> Exercise description
Pull out every line of the material below that contains the string "wall", copying each line in full.

> Source records
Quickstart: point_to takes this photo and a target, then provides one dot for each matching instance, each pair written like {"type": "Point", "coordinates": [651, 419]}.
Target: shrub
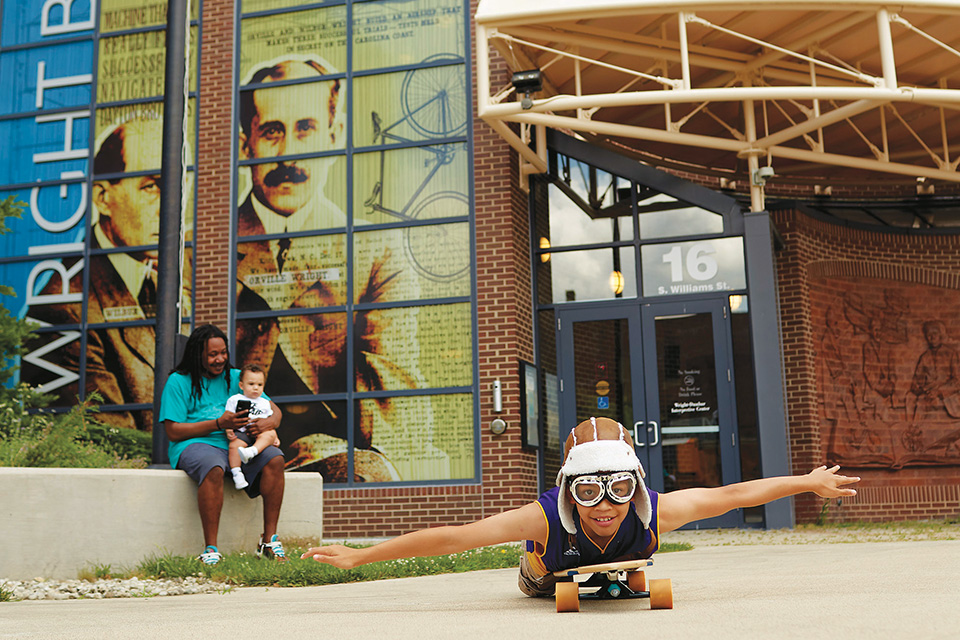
{"type": "Point", "coordinates": [57, 440]}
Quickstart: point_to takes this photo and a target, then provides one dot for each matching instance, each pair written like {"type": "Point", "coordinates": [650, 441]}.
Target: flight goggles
{"type": "Point", "coordinates": [617, 487]}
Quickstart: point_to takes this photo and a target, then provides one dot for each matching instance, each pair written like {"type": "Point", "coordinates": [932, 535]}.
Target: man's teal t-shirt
{"type": "Point", "coordinates": [178, 404]}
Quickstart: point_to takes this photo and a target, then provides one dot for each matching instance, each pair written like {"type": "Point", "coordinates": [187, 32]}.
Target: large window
{"type": "Point", "coordinates": [81, 117]}
{"type": "Point", "coordinates": [353, 234]}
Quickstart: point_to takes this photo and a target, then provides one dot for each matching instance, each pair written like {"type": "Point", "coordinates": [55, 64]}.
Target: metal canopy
{"type": "Point", "coordinates": [823, 93]}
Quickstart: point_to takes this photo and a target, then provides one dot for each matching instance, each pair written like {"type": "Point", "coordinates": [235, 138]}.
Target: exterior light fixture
{"type": "Point", "coordinates": [544, 244]}
{"type": "Point", "coordinates": [527, 83]}
{"type": "Point", "coordinates": [616, 282]}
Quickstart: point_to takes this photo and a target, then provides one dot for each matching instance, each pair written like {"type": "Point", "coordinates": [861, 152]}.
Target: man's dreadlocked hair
{"type": "Point", "coordinates": [191, 364]}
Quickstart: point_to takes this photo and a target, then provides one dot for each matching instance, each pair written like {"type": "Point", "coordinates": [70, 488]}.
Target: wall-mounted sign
{"type": "Point", "coordinates": [699, 266]}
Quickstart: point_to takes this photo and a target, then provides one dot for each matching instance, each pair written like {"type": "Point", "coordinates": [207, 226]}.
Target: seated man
{"type": "Point", "coordinates": [191, 409]}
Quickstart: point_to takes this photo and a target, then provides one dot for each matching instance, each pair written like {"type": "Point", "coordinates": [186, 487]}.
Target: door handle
{"type": "Point", "coordinates": [636, 440]}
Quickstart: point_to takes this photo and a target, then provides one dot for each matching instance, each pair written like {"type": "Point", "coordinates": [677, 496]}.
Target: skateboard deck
{"type": "Point", "coordinates": [611, 580]}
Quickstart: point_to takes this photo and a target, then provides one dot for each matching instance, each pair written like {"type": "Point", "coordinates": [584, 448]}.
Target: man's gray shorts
{"type": "Point", "coordinates": [199, 458]}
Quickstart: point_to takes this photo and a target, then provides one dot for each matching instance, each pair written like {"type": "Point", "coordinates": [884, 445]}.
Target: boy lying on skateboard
{"type": "Point", "coordinates": [600, 511]}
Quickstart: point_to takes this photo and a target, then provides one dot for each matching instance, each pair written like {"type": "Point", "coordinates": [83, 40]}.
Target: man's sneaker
{"type": "Point", "coordinates": [272, 550]}
{"type": "Point", "coordinates": [210, 556]}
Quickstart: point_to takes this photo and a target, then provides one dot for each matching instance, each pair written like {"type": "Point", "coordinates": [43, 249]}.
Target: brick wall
{"type": "Point", "coordinates": [214, 207]}
{"type": "Point", "coordinates": [822, 263]}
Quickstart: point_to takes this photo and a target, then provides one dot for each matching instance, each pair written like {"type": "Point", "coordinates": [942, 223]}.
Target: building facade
{"type": "Point", "coordinates": [407, 281]}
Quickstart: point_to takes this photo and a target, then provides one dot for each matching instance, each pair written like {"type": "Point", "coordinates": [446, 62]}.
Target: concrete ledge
{"type": "Point", "coordinates": [58, 521]}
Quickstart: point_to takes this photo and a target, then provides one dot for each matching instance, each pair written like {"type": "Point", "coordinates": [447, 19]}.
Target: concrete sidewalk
{"type": "Point", "coordinates": [843, 591]}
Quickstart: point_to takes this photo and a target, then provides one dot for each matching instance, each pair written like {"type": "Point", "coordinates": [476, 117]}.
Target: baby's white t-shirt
{"type": "Point", "coordinates": [259, 407]}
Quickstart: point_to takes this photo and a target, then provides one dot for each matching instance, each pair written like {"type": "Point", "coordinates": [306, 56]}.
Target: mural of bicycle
{"type": "Point", "coordinates": [433, 103]}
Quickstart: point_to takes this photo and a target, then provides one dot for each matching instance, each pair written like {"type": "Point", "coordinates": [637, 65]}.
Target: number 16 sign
{"type": "Point", "coordinates": [699, 266]}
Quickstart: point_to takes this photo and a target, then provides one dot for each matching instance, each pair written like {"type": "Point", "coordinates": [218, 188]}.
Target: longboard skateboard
{"type": "Point", "coordinates": [624, 579]}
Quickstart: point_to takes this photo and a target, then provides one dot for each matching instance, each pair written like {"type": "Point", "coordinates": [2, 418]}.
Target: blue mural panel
{"type": "Point", "coordinates": [29, 21]}
{"type": "Point", "coordinates": [65, 72]}
{"type": "Point", "coordinates": [45, 147]}
{"type": "Point", "coordinates": [53, 220]}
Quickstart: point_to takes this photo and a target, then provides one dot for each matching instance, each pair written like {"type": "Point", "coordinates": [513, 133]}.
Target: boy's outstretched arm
{"type": "Point", "coordinates": [677, 508]}
{"type": "Point", "coordinates": [524, 523]}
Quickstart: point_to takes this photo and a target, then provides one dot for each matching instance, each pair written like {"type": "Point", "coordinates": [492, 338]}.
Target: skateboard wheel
{"type": "Point", "coordinates": [637, 581]}
{"type": "Point", "coordinates": [661, 594]}
{"type": "Point", "coordinates": [568, 597]}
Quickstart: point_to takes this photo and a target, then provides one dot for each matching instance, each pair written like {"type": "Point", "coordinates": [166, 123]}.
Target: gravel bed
{"type": "Point", "coordinates": [109, 588]}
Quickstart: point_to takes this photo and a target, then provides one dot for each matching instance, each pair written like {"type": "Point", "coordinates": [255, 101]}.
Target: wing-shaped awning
{"type": "Point", "coordinates": [822, 92]}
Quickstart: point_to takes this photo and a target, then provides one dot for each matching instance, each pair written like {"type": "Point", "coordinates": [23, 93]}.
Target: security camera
{"type": "Point", "coordinates": [761, 175]}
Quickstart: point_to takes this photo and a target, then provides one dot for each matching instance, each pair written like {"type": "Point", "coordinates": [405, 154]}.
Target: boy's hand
{"type": "Point", "coordinates": [231, 420]}
{"type": "Point", "coordinates": [826, 483]}
{"type": "Point", "coordinates": [335, 554]}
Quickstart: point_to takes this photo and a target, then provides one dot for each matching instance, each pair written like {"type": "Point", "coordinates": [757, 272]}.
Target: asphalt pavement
{"type": "Point", "coordinates": [871, 590]}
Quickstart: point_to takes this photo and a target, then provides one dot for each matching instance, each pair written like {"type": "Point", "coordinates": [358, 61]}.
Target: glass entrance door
{"type": "Point", "coordinates": [601, 368]}
{"type": "Point", "coordinates": [663, 371]}
{"type": "Point", "coordinates": [689, 397]}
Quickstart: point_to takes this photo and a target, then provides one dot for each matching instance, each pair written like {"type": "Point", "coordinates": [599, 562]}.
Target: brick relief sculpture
{"type": "Point", "coordinates": [888, 372]}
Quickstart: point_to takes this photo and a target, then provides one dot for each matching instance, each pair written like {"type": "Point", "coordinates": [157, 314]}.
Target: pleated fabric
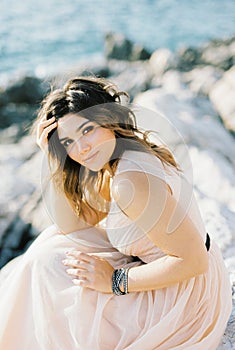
{"type": "Point", "coordinates": [42, 309]}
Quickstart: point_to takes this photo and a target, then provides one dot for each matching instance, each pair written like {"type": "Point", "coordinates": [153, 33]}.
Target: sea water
{"type": "Point", "coordinates": [42, 36]}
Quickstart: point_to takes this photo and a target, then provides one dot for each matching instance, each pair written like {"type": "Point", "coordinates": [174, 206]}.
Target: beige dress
{"type": "Point", "coordinates": [42, 309]}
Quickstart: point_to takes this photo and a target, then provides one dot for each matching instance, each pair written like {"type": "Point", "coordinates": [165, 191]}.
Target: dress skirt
{"type": "Point", "coordinates": [41, 308]}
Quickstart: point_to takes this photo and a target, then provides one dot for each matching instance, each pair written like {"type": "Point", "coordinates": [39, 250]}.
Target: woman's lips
{"type": "Point", "coordinates": [91, 157]}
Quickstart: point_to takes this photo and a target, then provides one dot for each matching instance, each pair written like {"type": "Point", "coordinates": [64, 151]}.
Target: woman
{"type": "Point", "coordinates": [128, 264]}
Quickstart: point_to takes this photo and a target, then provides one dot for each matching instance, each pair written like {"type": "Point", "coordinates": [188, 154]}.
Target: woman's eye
{"type": "Point", "coordinates": [88, 129]}
{"type": "Point", "coordinates": [68, 142]}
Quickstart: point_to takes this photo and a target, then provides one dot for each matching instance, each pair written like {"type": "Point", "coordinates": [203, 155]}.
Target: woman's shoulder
{"type": "Point", "coordinates": [145, 162]}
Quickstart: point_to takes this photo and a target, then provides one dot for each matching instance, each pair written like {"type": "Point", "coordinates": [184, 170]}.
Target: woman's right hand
{"type": "Point", "coordinates": [43, 129]}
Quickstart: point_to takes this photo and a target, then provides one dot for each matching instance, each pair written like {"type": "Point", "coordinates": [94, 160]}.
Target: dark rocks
{"type": "Point", "coordinates": [217, 53]}
{"type": "Point", "coordinates": [194, 88]}
{"type": "Point", "coordinates": [27, 90]}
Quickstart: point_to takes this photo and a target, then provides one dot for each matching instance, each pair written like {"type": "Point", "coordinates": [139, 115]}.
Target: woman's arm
{"type": "Point", "coordinates": [148, 201]}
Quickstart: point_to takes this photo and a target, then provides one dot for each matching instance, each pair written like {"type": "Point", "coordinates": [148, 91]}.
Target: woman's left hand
{"type": "Point", "coordinates": [89, 271]}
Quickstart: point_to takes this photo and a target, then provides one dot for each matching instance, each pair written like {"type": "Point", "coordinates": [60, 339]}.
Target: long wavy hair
{"type": "Point", "coordinates": [97, 100]}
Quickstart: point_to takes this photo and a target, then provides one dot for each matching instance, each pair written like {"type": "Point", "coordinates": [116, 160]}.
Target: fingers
{"type": "Point", "coordinates": [44, 128]}
{"type": "Point", "coordinates": [80, 266]}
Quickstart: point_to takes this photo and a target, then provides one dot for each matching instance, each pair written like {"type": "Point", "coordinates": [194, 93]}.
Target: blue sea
{"type": "Point", "coordinates": [45, 36]}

> Output of the task
Target: wall-mounted sign
Target: brick wall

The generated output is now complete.